__EXERCISE INSTRUCTIONS__: Return the entire listing, character for character.
■ ■ ■ ■ ■
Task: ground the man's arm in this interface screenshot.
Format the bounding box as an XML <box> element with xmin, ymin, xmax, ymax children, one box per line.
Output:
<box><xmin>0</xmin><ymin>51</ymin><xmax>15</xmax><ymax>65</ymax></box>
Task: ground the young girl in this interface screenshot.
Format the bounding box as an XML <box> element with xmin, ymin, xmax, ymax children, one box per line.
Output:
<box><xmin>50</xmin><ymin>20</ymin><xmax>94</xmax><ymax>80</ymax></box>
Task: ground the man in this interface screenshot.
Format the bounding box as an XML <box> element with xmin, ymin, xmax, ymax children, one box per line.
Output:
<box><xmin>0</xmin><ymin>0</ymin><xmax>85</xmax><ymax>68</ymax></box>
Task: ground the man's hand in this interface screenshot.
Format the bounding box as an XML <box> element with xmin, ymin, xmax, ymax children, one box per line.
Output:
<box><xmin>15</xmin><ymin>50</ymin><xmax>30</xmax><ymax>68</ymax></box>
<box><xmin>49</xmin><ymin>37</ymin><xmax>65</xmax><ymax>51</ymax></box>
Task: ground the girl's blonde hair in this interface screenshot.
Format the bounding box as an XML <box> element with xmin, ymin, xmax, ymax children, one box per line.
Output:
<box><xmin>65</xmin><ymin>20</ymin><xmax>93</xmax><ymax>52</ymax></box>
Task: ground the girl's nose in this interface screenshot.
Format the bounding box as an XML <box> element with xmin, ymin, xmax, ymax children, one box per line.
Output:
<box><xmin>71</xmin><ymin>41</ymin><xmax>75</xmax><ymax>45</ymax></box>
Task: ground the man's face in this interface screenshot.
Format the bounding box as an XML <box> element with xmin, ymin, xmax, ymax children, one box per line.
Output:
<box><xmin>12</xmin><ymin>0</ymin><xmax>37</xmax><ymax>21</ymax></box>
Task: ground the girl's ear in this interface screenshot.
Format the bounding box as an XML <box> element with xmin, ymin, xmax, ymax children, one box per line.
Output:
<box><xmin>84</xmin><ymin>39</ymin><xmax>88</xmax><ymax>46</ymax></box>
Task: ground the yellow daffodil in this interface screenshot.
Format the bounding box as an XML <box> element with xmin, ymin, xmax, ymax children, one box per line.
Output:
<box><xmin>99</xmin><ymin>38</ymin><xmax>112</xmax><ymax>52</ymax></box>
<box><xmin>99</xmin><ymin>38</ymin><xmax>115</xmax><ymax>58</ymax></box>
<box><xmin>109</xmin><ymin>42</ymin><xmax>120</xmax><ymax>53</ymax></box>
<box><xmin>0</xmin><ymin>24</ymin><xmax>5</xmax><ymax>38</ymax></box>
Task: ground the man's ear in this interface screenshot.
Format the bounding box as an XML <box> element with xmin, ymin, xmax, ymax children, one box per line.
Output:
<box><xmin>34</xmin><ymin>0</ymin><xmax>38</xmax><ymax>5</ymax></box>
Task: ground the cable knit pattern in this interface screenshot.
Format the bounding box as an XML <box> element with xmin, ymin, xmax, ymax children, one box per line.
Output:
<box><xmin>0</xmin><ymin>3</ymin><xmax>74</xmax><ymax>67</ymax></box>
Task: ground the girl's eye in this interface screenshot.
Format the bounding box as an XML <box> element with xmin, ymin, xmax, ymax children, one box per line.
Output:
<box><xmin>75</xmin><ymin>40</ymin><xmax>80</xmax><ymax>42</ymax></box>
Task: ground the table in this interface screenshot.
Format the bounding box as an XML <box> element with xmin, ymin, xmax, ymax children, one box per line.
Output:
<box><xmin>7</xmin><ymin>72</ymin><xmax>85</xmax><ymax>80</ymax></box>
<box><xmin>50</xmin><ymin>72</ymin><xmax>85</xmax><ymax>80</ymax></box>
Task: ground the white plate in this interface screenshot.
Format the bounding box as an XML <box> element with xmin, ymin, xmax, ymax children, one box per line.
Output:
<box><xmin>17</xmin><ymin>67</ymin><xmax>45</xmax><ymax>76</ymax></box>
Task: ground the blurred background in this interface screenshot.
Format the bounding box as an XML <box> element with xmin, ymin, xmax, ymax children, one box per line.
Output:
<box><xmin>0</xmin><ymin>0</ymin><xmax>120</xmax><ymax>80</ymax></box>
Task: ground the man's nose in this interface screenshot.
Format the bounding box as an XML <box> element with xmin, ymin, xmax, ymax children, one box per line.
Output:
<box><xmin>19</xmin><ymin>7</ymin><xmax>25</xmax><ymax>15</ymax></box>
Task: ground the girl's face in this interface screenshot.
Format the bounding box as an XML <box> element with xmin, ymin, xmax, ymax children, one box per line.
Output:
■ ■ ■ ■ ■
__ANSWER SPACE__:
Task: ground the man's arm in this interface screenshot.
Format the bounding box as an XML <box> element with xmin, ymin, xmax, ymax children, one box per line.
Output:
<box><xmin>0</xmin><ymin>51</ymin><xmax>15</xmax><ymax>65</ymax></box>
Task: ground the young girl in this interface screenshot.
Format the bounding box as an XML <box> element with xmin, ymin, xmax, ymax children, one box per line.
Output:
<box><xmin>50</xmin><ymin>20</ymin><xmax>94</xmax><ymax>80</ymax></box>
Task: ground the man in this interface screenshot.
Format the bounding box as an XML <box> element with xmin, ymin, xmax, ymax children, one box per line.
Output:
<box><xmin>0</xmin><ymin>0</ymin><xmax>85</xmax><ymax>68</ymax></box>
Task: ground the man's hand in this interface screenshot.
Format the bounding box as an XML <box> element with xmin, ymin, xmax, ymax children, one box per line.
Output:
<box><xmin>15</xmin><ymin>50</ymin><xmax>30</xmax><ymax>68</ymax></box>
<box><xmin>49</xmin><ymin>37</ymin><xmax>65</xmax><ymax>51</ymax></box>
Task: ground the girl's blonde hair in this interface screenshot.
Format the bounding box as an XML <box> element with xmin, ymin, xmax, ymax children, one box per line.
Output:
<box><xmin>65</xmin><ymin>20</ymin><xmax>93</xmax><ymax>52</ymax></box>
Task: ground the girl's nose in this interface screenshot.
Format the bounding box as an XML <box> element with xmin, ymin, xmax, ymax children, one box per line.
Output:
<box><xmin>71</xmin><ymin>41</ymin><xmax>75</xmax><ymax>45</ymax></box>
Task: ground the man's face in this interface screenshot.
Format the bounding box as an XML <box> element with xmin, ymin, xmax, ymax children, one box per line.
Output:
<box><xmin>12</xmin><ymin>0</ymin><xmax>37</xmax><ymax>21</ymax></box>
Task: ground the girl's ear in this interface screenshot.
Format the bounding box as an XML <box> element with xmin, ymin, xmax, ymax children, one box per line.
Output:
<box><xmin>84</xmin><ymin>39</ymin><xmax>88</xmax><ymax>46</ymax></box>
Task: ground the yellow daffodil in this interface screenshot.
Format the bounding box as an XML <box> element with xmin, ymin, xmax, ymax children, one box per line.
Output:
<box><xmin>99</xmin><ymin>38</ymin><xmax>112</xmax><ymax>52</ymax></box>
<box><xmin>99</xmin><ymin>38</ymin><xmax>115</xmax><ymax>58</ymax></box>
<box><xmin>109</xmin><ymin>42</ymin><xmax>120</xmax><ymax>53</ymax></box>
<box><xmin>0</xmin><ymin>24</ymin><xmax>5</xmax><ymax>38</ymax></box>
Task: ground the man's ear in this interface screenshot.
Format the bounding box as an XML <box> element with xmin, ymin, xmax, ymax children, one box per line.
Output:
<box><xmin>34</xmin><ymin>0</ymin><xmax>38</xmax><ymax>5</ymax></box>
Task: ground the cable knit pattern in this interface screenshot.
Format the bounding box as an XML <box> element with xmin, ymin, xmax, ymax children, one box per line.
Output:
<box><xmin>0</xmin><ymin>3</ymin><xmax>74</xmax><ymax>67</ymax></box>
Task: ground the girl's eye in this interface screenshot.
Format the bounding box as an XML <box> element with xmin, ymin, xmax, ymax children, one box per line.
Output:
<box><xmin>75</xmin><ymin>40</ymin><xmax>80</xmax><ymax>42</ymax></box>
Task: ground the table in this interface screenshot.
Format the bounding box as an XML <box> element with xmin, ymin, xmax, ymax children, one box per line.
Output:
<box><xmin>7</xmin><ymin>72</ymin><xmax>85</xmax><ymax>80</ymax></box>
<box><xmin>50</xmin><ymin>72</ymin><xmax>85</xmax><ymax>80</ymax></box>
Task: ground the white plate in this interface screenshot.
Format the bounding box as an XML <box> element with xmin, ymin, xmax, ymax children, one box per line.
Output:
<box><xmin>17</xmin><ymin>67</ymin><xmax>45</xmax><ymax>76</ymax></box>
Task: ground the blurred background in this interface screenshot.
Format the bounding box as an XML <box> element with xmin, ymin, xmax, ymax children, one box per line.
Output:
<box><xmin>0</xmin><ymin>0</ymin><xmax>120</xmax><ymax>80</ymax></box>
Task: ground the man's nose in this interface screenshot.
Format the bounding box as an XML <box> element with xmin, ymin, xmax, ymax children, one box per line.
Output:
<box><xmin>19</xmin><ymin>7</ymin><xmax>25</xmax><ymax>15</ymax></box>
Task: ground the girl's face in this interface screenshot.
Format the bounding box as an XML <box> element with xmin, ymin, xmax, ymax children, one box per line.
Output:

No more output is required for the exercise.